• TASKS TO CARRY OUT:
#1 Answer these questions about the essay on wearing a skirt, one per line:
(a) On what date was it published?
(b) At what age did the writer begin wearing women's clothing and cosmetics?
(c) What was the name of the Italian mobster the writer worked with after college?
#2 Repeat word for word the stretch of the records from the line that contains "of wooden beam." through the line that contains "[0,354,631,425]", and give only those lines.

My life as a man in a skirt

I've worn women's clothing and cosmetics since the age of 16 -- but that doesn't mean what you might expect

Published May 14, 2011 9:01PM (EDT)

For the great bulk of my adult life, beginning roughly when I was sixteen, and continuing, off and on, until now, at the age of forty, I have fallen short, sometimes dangerously short, of the conventional ideal of masculinity. From my taste in clothing (skirts and high heels and women's underwear), to my taste in cosmetics (pink lip gloss and eyeliner), to my taste in sex (I can't get aroused unless I'm submissive, and it helps if the woman looks like a boy), to my distaste for body fat and body hair and competition of any kind, to the two hours it still takes me to get ready to go out at night, I have behaved, in many respects -- and I have gotten no end of shit for it -- like a vain, prissy, neurotic, body-obsessed "woman." Or, in the words of a powerful Italian mobster named Jackie the Toad, with whom I worked very closely for a year after college, I have behaved, revoltingly, like "half-a-fag."

• EXERCISE MATERIALS:
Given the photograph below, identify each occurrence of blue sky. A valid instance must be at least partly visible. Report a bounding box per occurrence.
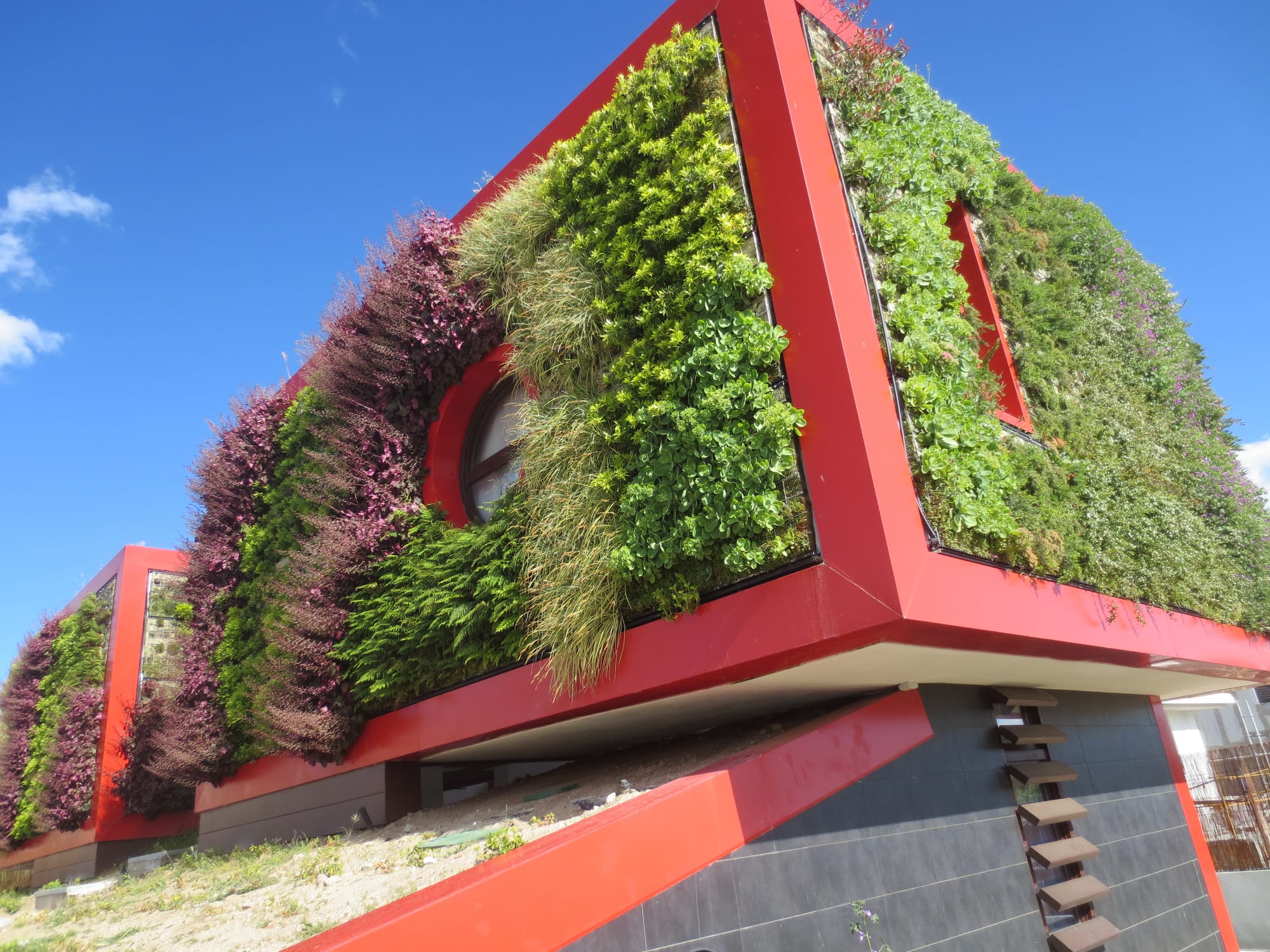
[0,0,1270,668]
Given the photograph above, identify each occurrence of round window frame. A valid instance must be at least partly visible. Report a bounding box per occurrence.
[458,377,519,523]
[423,343,511,528]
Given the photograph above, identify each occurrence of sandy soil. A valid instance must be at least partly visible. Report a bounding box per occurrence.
[7,720,803,952]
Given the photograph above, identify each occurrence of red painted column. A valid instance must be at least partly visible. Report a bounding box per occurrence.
[1151,697,1240,952]
[89,546,185,839]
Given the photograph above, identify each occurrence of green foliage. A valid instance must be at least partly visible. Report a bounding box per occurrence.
[458,24,808,689]
[213,387,324,763]
[480,826,525,859]
[331,487,525,711]
[820,30,1270,628]
[10,597,114,840]
[544,26,803,613]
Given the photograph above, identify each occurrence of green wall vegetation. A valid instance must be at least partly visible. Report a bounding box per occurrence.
[215,24,809,736]
[458,32,809,689]
[9,583,114,842]
[331,487,526,713]
[212,387,324,763]
[819,22,1270,631]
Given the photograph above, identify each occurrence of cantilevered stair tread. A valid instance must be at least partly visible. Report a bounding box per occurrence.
[997,724,1067,745]
[988,688,1058,707]
[1049,915,1120,952]
[1027,836,1100,869]
[1019,797,1090,826]
[1006,760,1077,783]
[1040,876,1110,913]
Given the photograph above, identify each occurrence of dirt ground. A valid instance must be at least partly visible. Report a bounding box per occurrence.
[0,720,785,952]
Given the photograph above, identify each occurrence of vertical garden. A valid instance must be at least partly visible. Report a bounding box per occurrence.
[87,24,810,814]
[0,580,114,847]
[810,15,1270,631]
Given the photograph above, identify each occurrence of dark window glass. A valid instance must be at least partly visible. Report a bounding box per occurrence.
[462,380,526,522]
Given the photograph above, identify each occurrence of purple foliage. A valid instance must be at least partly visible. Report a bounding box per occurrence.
[0,614,65,847]
[42,684,105,830]
[268,212,503,763]
[145,391,286,787]
[110,680,194,820]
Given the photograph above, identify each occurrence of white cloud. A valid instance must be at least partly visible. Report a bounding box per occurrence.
[0,231,39,281]
[0,169,110,286]
[0,308,66,376]
[0,170,110,225]
[1236,437,1270,491]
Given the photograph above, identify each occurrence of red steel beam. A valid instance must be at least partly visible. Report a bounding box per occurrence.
[283,691,932,952]
[1151,697,1240,952]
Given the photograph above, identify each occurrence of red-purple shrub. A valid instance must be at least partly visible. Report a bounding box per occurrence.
[0,614,65,847]
[42,684,105,830]
[267,212,502,763]
[145,390,286,787]
[110,680,194,820]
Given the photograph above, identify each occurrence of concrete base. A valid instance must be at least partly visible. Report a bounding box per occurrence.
[30,839,154,889]
[198,762,422,850]
[1217,869,1270,949]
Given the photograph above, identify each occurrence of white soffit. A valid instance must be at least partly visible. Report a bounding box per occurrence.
[424,642,1243,763]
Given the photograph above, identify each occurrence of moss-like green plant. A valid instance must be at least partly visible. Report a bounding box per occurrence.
[820,18,1270,628]
[10,594,114,842]
[331,489,525,712]
[460,32,808,689]
[212,387,324,763]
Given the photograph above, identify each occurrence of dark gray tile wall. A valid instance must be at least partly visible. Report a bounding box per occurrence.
[1041,692,1222,952]
[569,685,1220,952]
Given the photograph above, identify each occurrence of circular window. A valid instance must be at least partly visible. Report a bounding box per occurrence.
[460,380,526,522]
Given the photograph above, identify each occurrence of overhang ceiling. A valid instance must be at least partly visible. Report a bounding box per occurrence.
[424,642,1250,763]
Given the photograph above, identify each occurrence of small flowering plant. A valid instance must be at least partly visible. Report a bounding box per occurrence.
[851,899,894,952]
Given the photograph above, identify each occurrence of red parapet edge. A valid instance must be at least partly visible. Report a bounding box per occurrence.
[1151,697,1240,952]
[291,691,932,952]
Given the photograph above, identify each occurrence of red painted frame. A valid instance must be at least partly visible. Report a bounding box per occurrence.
[0,546,194,868]
[949,202,1033,433]
[1151,697,1240,952]
[423,344,512,526]
[197,0,1270,810]
[292,691,932,952]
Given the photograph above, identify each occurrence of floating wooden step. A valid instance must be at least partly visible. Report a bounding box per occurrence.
[997,724,1067,745]
[1019,797,1090,826]
[1006,760,1077,783]
[1040,876,1110,913]
[1049,915,1120,952]
[988,688,1058,707]
[1027,836,1100,869]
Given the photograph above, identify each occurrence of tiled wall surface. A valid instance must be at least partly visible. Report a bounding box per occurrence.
[569,685,1220,952]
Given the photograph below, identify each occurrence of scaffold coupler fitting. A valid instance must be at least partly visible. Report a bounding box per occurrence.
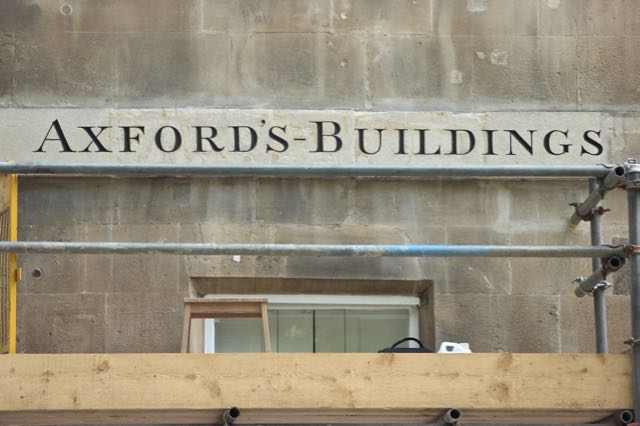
[222,407,240,426]
[569,202,611,222]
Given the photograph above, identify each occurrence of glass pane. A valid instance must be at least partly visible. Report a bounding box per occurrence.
[315,309,346,353]
[214,318,263,353]
[346,309,409,352]
[278,310,313,352]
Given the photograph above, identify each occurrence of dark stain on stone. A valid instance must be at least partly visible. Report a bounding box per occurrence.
[0,0,41,31]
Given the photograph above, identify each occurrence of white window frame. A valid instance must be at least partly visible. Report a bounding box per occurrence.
[204,294,420,353]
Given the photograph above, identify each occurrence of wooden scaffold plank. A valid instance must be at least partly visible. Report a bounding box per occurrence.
[0,354,632,424]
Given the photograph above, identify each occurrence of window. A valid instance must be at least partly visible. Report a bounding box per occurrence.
[204,295,419,353]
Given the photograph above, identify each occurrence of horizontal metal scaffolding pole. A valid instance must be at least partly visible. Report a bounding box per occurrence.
[0,162,615,178]
[0,241,626,257]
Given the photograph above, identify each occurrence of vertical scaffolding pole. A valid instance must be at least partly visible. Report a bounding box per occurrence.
[589,178,609,354]
[627,166,640,418]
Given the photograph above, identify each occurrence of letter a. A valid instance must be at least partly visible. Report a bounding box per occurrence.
[33,120,75,152]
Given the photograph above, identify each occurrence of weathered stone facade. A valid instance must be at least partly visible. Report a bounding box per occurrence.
[0,0,640,352]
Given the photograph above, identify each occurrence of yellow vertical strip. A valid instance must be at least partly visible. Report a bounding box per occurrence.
[9,175,18,354]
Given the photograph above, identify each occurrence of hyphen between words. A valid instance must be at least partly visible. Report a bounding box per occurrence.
[34,120,604,156]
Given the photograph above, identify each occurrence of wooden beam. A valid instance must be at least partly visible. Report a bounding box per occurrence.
[0,354,631,425]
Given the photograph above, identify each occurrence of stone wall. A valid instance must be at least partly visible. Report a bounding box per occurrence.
[0,0,640,352]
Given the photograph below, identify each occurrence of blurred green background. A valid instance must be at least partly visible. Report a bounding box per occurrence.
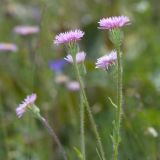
[0,0,160,160]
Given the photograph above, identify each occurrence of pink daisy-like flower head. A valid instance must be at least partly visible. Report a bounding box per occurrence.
[96,51,117,70]
[14,25,39,36]
[54,29,84,45]
[98,16,130,30]
[67,81,80,91]
[16,93,37,118]
[64,52,86,64]
[0,43,18,52]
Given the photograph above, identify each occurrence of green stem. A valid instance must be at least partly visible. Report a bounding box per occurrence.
[113,47,123,160]
[74,60,106,160]
[80,96,86,160]
[38,116,67,160]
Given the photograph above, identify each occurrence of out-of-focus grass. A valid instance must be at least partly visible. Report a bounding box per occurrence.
[0,0,160,160]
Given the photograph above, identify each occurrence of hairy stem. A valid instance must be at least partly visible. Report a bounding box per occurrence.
[113,47,123,160]
[74,62,106,160]
[39,116,67,160]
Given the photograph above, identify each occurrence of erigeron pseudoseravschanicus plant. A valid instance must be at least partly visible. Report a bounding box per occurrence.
[96,16,130,160]
[96,51,117,70]
[16,93,67,160]
[54,29,106,160]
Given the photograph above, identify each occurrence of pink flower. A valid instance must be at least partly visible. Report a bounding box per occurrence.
[96,51,117,70]
[54,29,84,45]
[16,93,37,118]
[67,81,80,91]
[0,43,18,52]
[64,52,86,64]
[98,16,130,30]
[14,26,39,36]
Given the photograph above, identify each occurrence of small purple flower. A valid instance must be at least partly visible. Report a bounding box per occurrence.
[55,74,69,84]
[14,25,39,36]
[49,59,67,73]
[64,52,86,64]
[16,93,37,118]
[0,43,18,52]
[98,16,130,30]
[67,81,80,91]
[96,51,117,70]
[54,29,84,45]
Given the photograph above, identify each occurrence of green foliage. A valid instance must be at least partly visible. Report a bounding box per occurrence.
[0,0,160,160]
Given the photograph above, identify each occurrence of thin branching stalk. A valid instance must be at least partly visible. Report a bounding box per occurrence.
[74,58,106,160]
[80,96,86,160]
[39,117,67,160]
[113,47,123,160]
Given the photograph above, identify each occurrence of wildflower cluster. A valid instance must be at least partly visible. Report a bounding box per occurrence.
[14,16,130,160]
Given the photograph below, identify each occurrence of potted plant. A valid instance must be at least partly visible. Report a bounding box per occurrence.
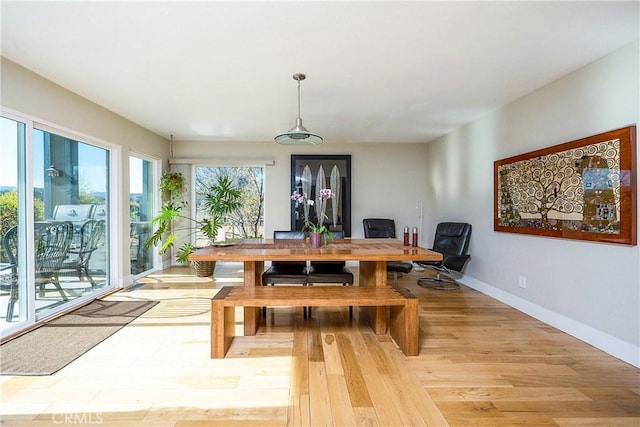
[145,176,241,276]
[291,188,336,248]
[159,172,186,203]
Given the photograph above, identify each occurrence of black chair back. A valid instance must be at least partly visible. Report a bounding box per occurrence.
[432,222,471,257]
[362,218,396,239]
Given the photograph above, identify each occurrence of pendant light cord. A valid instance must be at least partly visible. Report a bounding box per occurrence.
[298,80,300,118]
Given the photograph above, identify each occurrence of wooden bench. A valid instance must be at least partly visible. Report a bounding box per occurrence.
[211,286,419,358]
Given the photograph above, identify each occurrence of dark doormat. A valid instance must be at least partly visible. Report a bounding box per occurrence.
[0,300,158,375]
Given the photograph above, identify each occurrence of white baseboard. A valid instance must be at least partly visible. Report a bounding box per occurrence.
[458,276,640,368]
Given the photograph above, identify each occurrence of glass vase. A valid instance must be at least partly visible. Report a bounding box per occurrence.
[309,233,322,248]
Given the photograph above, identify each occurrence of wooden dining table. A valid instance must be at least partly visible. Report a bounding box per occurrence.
[189,238,442,335]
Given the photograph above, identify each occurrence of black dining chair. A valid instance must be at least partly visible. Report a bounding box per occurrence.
[307,231,353,317]
[416,222,471,291]
[262,231,308,317]
[362,218,413,288]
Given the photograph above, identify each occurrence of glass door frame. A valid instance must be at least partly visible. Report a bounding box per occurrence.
[125,151,162,280]
[0,107,122,338]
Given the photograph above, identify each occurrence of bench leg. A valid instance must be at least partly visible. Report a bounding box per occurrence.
[211,299,236,359]
[389,297,420,356]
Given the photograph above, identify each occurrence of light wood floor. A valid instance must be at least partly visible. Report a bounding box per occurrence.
[0,263,640,427]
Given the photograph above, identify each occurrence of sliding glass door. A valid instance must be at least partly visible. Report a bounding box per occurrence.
[0,113,111,333]
[129,156,155,276]
[0,117,26,329]
[32,129,109,313]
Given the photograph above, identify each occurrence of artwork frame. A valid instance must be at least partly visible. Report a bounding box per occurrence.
[493,126,637,245]
[290,154,351,237]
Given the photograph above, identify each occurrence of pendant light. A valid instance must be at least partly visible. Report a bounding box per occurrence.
[274,73,322,145]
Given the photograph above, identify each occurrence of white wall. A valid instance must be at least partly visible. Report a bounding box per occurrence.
[0,57,169,285]
[426,43,640,366]
[174,141,427,244]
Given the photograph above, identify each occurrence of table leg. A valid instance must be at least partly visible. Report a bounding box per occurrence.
[359,261,387,335]
[244,261,264,335]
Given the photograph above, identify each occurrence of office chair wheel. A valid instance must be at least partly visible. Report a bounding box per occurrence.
[418,273,460,291]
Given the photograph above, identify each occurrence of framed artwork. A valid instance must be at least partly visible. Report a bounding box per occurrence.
[493,126,637,245]
[291,154,351,237]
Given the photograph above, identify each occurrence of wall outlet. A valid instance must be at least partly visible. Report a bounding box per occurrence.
[518,276,527,289]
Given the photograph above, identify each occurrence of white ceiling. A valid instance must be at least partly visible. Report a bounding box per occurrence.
[0,0,639,142]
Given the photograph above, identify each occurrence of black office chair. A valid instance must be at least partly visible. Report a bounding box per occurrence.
[362,218,413,288]
[262,231,309,318]
[416,222,471,291]
[307,231,353,317]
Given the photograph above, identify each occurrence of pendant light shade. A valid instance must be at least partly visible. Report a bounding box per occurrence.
[274,73,322,145]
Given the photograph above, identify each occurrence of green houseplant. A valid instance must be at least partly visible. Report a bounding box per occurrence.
[145,176,241,275]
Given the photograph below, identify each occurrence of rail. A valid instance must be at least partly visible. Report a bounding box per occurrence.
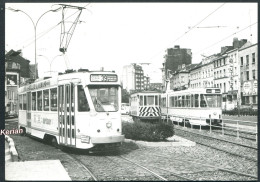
[162,115,258,143]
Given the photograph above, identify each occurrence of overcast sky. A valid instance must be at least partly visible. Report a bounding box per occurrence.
[5,3,258,82]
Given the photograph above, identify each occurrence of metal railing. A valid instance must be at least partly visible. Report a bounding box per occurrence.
[162,115,258,143]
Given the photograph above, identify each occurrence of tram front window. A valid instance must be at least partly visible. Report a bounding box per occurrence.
[89,86,118,112]
[203,94,221,107]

• REPLIES:
#1
(a) May 14, 2011
(b) 16
(c) Jackie the Toad

#2
Given the photograph above, identify each occurrence of wooden beam. A valid instance must be at least partly visible. Report a bounding box per occurrence.
[0,354,631,425]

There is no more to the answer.